• [TRY IT]
Reproduce the entries. Match every word.

- - - - - - -

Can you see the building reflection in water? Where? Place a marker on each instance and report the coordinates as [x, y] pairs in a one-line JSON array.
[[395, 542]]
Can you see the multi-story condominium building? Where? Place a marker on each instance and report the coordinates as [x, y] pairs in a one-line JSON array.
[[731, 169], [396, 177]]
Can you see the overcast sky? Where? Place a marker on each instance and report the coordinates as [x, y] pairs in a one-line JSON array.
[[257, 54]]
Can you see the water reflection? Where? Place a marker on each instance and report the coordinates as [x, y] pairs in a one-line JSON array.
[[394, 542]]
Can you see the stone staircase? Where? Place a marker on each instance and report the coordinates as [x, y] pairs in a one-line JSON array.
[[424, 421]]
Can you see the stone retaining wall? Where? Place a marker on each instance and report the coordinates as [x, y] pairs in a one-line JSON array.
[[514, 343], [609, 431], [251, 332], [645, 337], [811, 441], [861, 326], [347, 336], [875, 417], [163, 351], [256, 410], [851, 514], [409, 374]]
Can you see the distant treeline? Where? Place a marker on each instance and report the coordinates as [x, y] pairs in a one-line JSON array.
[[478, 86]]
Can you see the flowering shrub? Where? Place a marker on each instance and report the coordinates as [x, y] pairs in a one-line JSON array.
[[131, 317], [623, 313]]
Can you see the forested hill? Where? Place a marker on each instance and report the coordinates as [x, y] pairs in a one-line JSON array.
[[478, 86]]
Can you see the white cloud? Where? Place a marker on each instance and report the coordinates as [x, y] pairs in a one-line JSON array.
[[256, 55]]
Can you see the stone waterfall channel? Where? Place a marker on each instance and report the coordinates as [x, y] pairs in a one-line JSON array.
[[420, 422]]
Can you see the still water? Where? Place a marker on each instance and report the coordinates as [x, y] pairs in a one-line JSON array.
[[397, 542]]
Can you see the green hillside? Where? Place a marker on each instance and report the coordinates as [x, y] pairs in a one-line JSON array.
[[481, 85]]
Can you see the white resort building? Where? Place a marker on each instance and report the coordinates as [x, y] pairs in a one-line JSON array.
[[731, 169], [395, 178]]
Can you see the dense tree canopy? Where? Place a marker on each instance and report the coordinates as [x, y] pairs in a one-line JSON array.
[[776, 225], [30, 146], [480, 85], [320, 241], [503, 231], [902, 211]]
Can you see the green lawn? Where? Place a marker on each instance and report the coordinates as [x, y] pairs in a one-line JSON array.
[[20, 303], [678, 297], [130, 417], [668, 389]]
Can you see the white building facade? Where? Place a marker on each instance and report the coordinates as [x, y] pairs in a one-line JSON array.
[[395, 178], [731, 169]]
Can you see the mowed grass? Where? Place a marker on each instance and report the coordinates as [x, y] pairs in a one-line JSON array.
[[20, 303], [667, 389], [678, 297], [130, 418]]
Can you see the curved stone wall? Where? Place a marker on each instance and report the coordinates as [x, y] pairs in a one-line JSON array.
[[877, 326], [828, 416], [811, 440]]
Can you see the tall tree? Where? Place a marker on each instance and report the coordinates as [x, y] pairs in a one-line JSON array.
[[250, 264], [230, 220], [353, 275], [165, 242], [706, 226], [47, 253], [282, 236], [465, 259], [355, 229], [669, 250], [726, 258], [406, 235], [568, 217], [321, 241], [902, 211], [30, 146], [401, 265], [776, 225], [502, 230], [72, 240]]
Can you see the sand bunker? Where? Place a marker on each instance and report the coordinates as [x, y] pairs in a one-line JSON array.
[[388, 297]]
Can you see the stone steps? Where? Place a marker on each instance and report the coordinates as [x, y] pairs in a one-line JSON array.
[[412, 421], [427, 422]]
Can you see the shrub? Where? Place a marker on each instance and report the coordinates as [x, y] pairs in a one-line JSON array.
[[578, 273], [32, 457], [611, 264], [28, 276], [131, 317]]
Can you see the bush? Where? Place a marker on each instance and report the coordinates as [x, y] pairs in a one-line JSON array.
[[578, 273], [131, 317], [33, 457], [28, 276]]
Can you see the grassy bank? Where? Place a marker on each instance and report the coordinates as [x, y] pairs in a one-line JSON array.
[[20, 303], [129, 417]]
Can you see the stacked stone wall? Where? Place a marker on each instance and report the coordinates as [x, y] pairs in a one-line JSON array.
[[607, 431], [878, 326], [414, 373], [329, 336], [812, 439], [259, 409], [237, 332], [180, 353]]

- - - - - - -

• [EXERCISE OUTPUT]
Can you see the building reflection in water? Where? Place a marker on each instance and report the coordinates as [x, y] pairs in a one-line JSON array.
[[395, 542]]
Can you see the multi-story condominium building? Where? Place a marker on each instance and report the coordinates as [x, y] pairs in a one-line JSON array.
[[731, 169], [396, 177]]
Can you see the overcast sky? Where? Place a marker on each instance and report the coordinates as [x, y] pairs in a one-line JSON array.
[[257, 54]]
Can you see the water reflection? Where? Place a marker on each instance and report the coordinates as [x, y] pairs in a one-line JSON array.
[[394, 542]]
Can you see the stone staircase? Where? Place a marker on each instance and report the coordinates as [x, y] pairs in a one-line JSON array.
[[424, 421]]
Can you see the stone retaining wall? Where? Place a marker on each instance and report the coordinates as [x, y] pairs in a one-line JSON array.
[[514, 343], [609, 431], [251, 332], [645, 337], [811, 441], [861, 326], [347, 336], [875, 417], [163, 351], [256, 410], [851, 514], [409, 374]]
Can you see the distant treeline? Where? Place a marker on each instance and report the coordinates as [x, y] pairs in a one-line JSON array.
[[478, 86]]
Can you see the flowering shrub? Where? Place a marker on each instance and report the coordinates as [x, y] pairs in a one-line JSON array.
[[131, 317], [623, 313]]
Can you see the forested hill? Where? Place a marker on each instance and report the coordinates as [x, y] pairs in a one-line JSON array.
[[478, 86]]
Can you see the white cloud? Where? Place a marker on each instance and report the coordinates as [x, y] pairs in a one-line JSON array.
[[256, 55]]
Can you see the stone waterfall channel? Where? Place a marker on each instance and report the coordinates as [x, y] pairs in a one-line JSON array.
[[420, 422]]
Can you see the still water? Where? Place a marker on each instance and report the coordinates as [x, y] pairs in a one-line JSON array.
[[397, 542]]
Can you see the green hillside? Where? Place a marker on each instance and report the coordinates as [x, y] pairs in a one-line JSON array.
[[481, 85]]
Can you see the white resort building? Where? Place a marker on each instance and report the coordinates as [x, y] pairs in a one-line JSON array.
[[731, 169], [395, 178]]
Can you see the dense tree canopy? Where? Place a marker on each instance and report the coordinates as [x, y] pairs in a one-line JSON array.
[[776, 225], [30, 146], [480, 85], [320, 241], [503, 231], [902, 211]]
Can you see the green lawn? Where? Place a marker on each instance and report the coordinates as [x, y] pairs in a one-line JSON array.
[[20, 303], [678, 297], [130, 417], [668, 389]]
Can you see the white building facade? Where? Place a marker on each instance and report the coordinates as [x, y] pairs in a one-line JSON array.
[[395, 178], [731, 169]]
Can you see the mowed grass? Where? Place a marker on each instance and report the coordinates as [x, y] pairs in a one-line JSON array.
[[20, 303], [667, 389], [678, 297], [130, 418]]
Can you see the curved stone wall? Where? Place a marker on each instance and report the coordinates as [x, y] pairs in a one-line JSON array.
[[877, 326], [828, 416], [811, 440]]
Can you see the tall tree? Where? Place a marker on each instance and report the coordinates as [x, y] pairs in a one-line JSON array.
[[250, 264], [230, 220], [353, 275], [165, 242], [706, 226], [47, 253], [282, 236], [465, 259], [355, 229], [669, 250], [726, 258], [406, 235], [568, 217], [321, 241], [902, 211], [30, 146], [401, 265], [776, 225], [502, 230], [72, 240]]
Can you see the sand bunker? Where? Place a marker on each instance and report the coordinates as [x, y] pairs in a one-line JSON array.
[[388, 297]]
Can you see the stone steps? Where? Place a marker on each instance and report the coordinates as [x, y] pairs in a one-line JSON array.
[[412, 421], [427, 422]]
Can you see the shrub? Where? Place a marker on each instance and report the coordinates as [x, y] pairs in a one-line JSON array.
[[578, 273], [32, 457], [611, 264], [28, 276], [131, 317]]
Can you see the bush? Where? Place a marker on each instance and report the coordinates as [x, y] pairs in a one-line JSON array.
[[578, 273], [131, 317], [33, 457], [28, 276]]
Can you see the grassy bank? Where? Place a marker on each instance and report the coordinates as [x, y] pairs in a one-line JSON array.
[[20, 303], [129, 417]]
Can you see the stacked stone wall? Where? Place a marker on each instance and report the coordinates as [x, y] pairs in a one-line JSON array.
[[607, 431], [878, 326], [414, 373], [329, 336], [812, 439], [259, 409], [237, 332], [180, 353]]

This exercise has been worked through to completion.